-- START RAW DATA --

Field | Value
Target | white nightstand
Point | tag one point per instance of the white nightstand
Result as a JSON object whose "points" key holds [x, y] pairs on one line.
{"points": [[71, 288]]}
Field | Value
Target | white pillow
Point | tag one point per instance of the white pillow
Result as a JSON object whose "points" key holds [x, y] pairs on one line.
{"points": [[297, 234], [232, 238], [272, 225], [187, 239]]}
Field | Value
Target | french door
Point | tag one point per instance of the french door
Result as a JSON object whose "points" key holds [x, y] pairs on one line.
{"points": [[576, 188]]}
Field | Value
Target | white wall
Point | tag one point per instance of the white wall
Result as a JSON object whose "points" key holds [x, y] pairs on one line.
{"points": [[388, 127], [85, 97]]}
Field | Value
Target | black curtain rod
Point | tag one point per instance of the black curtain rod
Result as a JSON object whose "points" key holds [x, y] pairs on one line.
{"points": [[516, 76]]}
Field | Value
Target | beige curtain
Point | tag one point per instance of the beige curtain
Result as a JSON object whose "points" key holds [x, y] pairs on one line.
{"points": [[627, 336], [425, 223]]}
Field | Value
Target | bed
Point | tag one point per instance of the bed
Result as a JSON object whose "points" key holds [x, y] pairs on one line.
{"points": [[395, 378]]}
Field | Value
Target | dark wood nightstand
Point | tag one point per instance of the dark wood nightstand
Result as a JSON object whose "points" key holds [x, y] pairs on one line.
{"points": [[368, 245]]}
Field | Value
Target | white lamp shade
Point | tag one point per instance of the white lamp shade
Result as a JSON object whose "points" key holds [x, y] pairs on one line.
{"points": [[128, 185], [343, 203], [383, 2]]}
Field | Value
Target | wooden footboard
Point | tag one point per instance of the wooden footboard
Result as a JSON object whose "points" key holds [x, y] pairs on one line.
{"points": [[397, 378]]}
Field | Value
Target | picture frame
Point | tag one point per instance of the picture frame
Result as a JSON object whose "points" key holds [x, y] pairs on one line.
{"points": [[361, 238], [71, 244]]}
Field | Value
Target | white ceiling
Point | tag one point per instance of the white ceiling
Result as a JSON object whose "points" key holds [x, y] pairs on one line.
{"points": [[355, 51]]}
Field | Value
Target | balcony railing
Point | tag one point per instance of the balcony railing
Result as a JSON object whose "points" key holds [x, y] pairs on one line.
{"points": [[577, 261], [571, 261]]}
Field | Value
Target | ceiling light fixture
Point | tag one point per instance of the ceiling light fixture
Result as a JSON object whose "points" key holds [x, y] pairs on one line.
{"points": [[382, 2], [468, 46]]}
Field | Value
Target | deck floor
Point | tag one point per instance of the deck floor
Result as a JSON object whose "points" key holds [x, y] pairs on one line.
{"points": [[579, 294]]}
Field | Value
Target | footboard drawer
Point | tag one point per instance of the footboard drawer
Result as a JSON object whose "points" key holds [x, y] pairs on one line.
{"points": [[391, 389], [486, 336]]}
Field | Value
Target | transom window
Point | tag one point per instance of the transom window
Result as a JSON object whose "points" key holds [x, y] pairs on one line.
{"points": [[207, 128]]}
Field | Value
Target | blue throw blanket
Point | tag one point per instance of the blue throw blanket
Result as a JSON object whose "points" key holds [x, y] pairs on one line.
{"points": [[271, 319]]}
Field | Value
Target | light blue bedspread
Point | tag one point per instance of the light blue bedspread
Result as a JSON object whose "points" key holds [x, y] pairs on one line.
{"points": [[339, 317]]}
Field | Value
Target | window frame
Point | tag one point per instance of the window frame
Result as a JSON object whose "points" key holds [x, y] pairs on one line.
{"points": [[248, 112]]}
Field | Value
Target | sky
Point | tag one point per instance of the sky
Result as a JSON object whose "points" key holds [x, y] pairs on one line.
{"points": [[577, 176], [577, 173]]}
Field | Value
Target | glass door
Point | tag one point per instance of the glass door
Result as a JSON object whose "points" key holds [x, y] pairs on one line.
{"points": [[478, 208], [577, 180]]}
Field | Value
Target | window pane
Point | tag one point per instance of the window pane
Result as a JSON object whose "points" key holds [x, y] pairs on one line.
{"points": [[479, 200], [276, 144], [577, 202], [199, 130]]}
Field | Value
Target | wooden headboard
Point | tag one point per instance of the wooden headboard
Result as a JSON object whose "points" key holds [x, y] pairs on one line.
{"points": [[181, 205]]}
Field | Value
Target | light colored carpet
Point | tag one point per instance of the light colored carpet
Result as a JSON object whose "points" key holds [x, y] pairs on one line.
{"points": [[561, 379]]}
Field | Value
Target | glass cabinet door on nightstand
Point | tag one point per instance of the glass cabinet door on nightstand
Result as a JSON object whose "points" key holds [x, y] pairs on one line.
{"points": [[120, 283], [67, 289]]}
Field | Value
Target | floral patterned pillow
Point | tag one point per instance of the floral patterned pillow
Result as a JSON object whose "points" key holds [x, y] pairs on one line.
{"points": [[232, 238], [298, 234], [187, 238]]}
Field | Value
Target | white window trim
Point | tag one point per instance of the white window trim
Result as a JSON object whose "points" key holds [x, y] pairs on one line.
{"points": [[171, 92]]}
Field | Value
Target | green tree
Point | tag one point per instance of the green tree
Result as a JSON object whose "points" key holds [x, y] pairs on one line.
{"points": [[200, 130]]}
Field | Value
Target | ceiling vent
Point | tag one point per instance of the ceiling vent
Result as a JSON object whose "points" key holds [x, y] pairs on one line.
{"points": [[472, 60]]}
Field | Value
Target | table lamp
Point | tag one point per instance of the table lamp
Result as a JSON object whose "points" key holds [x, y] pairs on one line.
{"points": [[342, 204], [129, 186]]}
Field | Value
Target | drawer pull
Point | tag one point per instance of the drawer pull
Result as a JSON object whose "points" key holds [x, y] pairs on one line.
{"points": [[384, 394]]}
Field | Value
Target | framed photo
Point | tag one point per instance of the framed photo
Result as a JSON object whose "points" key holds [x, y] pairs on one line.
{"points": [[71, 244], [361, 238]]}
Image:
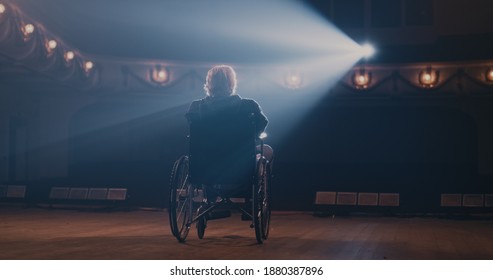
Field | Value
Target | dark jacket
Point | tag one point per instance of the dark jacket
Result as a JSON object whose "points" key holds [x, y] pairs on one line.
{"points": [[234, 102]]}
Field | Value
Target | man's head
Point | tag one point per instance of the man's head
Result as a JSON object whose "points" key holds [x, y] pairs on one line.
{"points": [[220, 81]]}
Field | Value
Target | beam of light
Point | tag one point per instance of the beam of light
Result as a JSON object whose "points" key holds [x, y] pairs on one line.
{"points": [[270, 37]]}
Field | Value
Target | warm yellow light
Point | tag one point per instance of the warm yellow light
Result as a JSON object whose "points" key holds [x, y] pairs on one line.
{"points": [[69, 55], [428, 78], [160, 75], [28, 29], [88, 65], [52, 44], [489, 75], [361, 79]]}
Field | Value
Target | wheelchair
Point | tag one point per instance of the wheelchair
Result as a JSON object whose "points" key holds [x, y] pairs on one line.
{"points": [[225, 161]]}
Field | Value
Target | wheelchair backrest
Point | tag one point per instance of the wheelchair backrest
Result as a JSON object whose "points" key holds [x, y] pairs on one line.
{"points": [[222, 147]]}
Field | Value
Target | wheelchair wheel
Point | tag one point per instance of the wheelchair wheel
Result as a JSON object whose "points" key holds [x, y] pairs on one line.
{"points": [[181, 200], [201, 225], [261, 201]]}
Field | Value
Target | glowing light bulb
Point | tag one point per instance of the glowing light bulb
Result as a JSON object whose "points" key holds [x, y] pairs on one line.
{"points": [[69, 55], [361, 79], [88, 65], [367, 50], [293, 80], [159, 74], [28, 29], [489, 75], [52, 44], [428, 78]]}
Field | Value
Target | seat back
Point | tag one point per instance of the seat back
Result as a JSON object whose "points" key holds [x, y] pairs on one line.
{"points": [[222, 148]]}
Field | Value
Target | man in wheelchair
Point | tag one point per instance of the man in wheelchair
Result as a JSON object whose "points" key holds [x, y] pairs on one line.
{"points": [[227, 158]]}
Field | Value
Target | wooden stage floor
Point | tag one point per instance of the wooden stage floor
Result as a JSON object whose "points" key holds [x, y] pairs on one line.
{"points": [[35, 233]]}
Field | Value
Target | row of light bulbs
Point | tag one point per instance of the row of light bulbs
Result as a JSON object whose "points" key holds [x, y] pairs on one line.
{"points": [[50, 44], [158, 74], [427, 78], [362, 78]]}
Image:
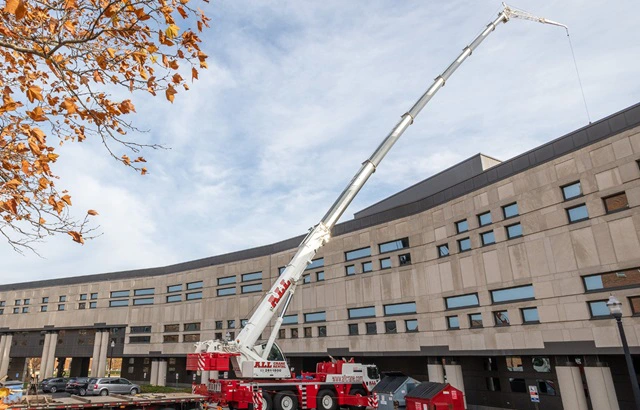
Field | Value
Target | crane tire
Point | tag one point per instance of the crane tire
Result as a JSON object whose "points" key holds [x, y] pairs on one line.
{"points": [[326, 400], [285, 400]]}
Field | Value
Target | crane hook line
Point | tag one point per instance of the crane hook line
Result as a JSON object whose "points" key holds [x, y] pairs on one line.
{"points": [[575, 63]]}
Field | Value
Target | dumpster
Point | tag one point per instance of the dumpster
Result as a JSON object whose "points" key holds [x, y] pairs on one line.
{"points": [[392, 389], [435, 396]]}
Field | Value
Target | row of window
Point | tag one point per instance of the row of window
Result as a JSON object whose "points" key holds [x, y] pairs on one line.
{"points": [[500, 318]]}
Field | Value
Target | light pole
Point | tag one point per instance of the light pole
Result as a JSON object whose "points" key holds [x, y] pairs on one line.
{"points": [[615, 307], [113, 344]]}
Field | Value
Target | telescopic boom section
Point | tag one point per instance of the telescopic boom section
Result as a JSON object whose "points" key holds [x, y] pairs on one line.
{"points": [[321, 233]]}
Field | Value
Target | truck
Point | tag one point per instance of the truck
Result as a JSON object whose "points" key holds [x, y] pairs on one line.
{"points": [[262, 379]]}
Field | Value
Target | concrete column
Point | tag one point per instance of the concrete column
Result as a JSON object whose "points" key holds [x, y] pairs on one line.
{"points": [[53, 342], [162, 373], [4, 354], [102, 361], [96, 353], [154, 373], [436, 373], [601, 389], [571, 389]]}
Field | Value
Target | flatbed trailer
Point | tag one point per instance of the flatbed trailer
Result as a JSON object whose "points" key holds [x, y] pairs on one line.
{"points": [[146, 401]]}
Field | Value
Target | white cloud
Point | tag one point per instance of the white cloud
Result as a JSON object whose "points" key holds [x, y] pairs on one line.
{"points": [[300, 93]]}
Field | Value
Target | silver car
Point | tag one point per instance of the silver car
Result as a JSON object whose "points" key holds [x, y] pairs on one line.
{"points": [[103, 386]]}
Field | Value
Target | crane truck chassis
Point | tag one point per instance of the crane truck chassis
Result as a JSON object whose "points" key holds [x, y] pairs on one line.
{"points": [[264, 380]]}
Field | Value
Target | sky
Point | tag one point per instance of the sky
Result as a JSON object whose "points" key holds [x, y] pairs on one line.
{"points": [[298, 94]]}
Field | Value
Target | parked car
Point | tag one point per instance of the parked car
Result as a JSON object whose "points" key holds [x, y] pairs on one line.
{"points": [[54, 384], [103, 386], [77, 385]]}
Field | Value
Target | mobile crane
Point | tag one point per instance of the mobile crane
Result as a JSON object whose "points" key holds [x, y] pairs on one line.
{"points": [[264, 379]]}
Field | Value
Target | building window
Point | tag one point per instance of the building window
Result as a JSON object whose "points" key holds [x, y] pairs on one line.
{"points": [[517, 385], [455, 302], [372, 328], [194, 285], [462, 226], [577, 213], [385, 263], [257, 287], [170, 339], [475, 320], [290, 319], [484, 218], [514, 231], [246, 277], [172, 328], [315, 317], [511, 210], [316, 263], [493, 383], [390, 326], [194, 296], [571, 191], [547, 387], [355, 313], [228, 280], [530, 315], [139, 339], [404, 259], [411, 325], [358, 253], [144, 292], [191, 338], [598, 308], [443, 250], [501, 318], [464, 244], [514, 364], [394, 245], [629, 278], [400, 309], [174, 288], [118, 303], [511, 294], [226, 291], [140, 329], [615, 203], [487, 238]]}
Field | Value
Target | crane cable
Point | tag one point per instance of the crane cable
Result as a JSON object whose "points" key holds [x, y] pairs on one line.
{"points": [[575, 63]]}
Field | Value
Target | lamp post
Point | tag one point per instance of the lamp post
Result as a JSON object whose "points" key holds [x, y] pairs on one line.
{"points": [[112, 345], [615, 307]]}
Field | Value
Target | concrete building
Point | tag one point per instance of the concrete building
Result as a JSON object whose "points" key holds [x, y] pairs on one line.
{"points": [[491, 275]]}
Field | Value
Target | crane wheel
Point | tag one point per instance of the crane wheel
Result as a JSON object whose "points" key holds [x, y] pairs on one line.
{"points": [[285, 400], [326, 400]]}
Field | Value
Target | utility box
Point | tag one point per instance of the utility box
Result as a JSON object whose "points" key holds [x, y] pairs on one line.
{"points": [[435, 396], [392, 389]]}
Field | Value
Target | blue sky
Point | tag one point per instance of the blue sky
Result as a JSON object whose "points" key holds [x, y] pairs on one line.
{"points": [[298, 94]]}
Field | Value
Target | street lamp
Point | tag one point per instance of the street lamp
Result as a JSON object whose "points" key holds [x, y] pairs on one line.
{"points": [[615, 307], [113, 344]]}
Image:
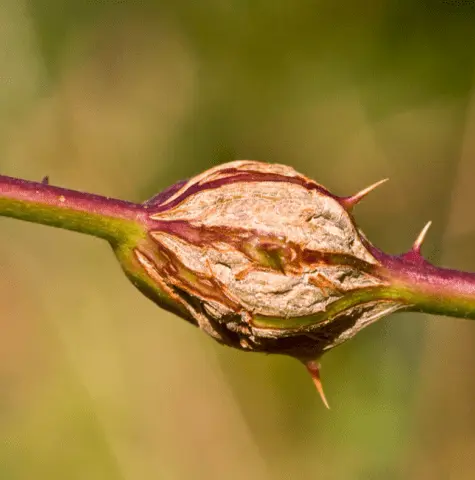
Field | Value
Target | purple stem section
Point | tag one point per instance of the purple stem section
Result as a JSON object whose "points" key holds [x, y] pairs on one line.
{"points": [[108, 218]]}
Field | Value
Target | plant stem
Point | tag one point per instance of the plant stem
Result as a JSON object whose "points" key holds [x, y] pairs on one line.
{"points": [[430, 289], [113, 220]]}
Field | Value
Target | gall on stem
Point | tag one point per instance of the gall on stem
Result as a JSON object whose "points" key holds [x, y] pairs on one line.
{"points": [[258, 256]]}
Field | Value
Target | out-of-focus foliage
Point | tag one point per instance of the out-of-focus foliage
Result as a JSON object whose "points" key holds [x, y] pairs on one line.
{"points": [[125, 97]]}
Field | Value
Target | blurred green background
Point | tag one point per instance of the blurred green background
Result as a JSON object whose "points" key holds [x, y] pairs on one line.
{"points": [[123, 98]]}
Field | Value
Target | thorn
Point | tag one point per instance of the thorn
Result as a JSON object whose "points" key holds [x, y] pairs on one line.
{"points": [[313, 368], [349, 202], [416, 247]]}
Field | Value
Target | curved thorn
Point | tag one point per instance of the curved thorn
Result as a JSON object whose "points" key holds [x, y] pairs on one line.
{"points": [[314, 370], [416, 247], [349, 202]]}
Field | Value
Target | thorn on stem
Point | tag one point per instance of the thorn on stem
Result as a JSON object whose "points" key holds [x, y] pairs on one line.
{"points": [[313, 368], [416, 247], [350, 202]]}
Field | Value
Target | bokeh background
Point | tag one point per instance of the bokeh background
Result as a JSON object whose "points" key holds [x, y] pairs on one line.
{"points": [[123, 98]]}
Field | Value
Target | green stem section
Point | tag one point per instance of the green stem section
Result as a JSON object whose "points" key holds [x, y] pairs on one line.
{"points": [[107, 218]]}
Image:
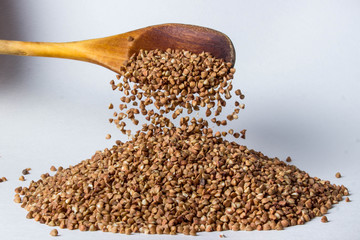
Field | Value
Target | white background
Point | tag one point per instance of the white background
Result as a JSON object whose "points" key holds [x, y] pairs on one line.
{"points": [[298, 63]]}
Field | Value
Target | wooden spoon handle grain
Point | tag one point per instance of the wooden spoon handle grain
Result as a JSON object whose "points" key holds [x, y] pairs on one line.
{"points": [[68, 50]]}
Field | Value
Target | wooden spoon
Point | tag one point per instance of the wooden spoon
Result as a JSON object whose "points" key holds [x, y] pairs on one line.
{"points": [[110, 52]]}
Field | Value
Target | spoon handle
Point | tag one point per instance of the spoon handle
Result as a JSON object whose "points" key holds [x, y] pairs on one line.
{"points": [[68, 50]]}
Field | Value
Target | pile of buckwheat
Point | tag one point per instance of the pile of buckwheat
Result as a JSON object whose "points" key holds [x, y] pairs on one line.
{"points": [[177, 177]]}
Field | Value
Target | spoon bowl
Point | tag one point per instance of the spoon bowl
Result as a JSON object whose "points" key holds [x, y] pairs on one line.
{"points": [[111, 52]]}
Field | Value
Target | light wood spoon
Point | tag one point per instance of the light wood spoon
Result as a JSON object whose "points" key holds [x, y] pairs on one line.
{"points": [[110, 52]]}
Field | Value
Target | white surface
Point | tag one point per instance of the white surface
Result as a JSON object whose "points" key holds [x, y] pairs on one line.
{"points": [[297, 63]]}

-- END RAW DATA --

Which lines in the items above contain the string "buckwheat"? Copy each of them in full, matching case.

Target | pile of buckwheat
Point | tag one point per instance of the pile of buckwheat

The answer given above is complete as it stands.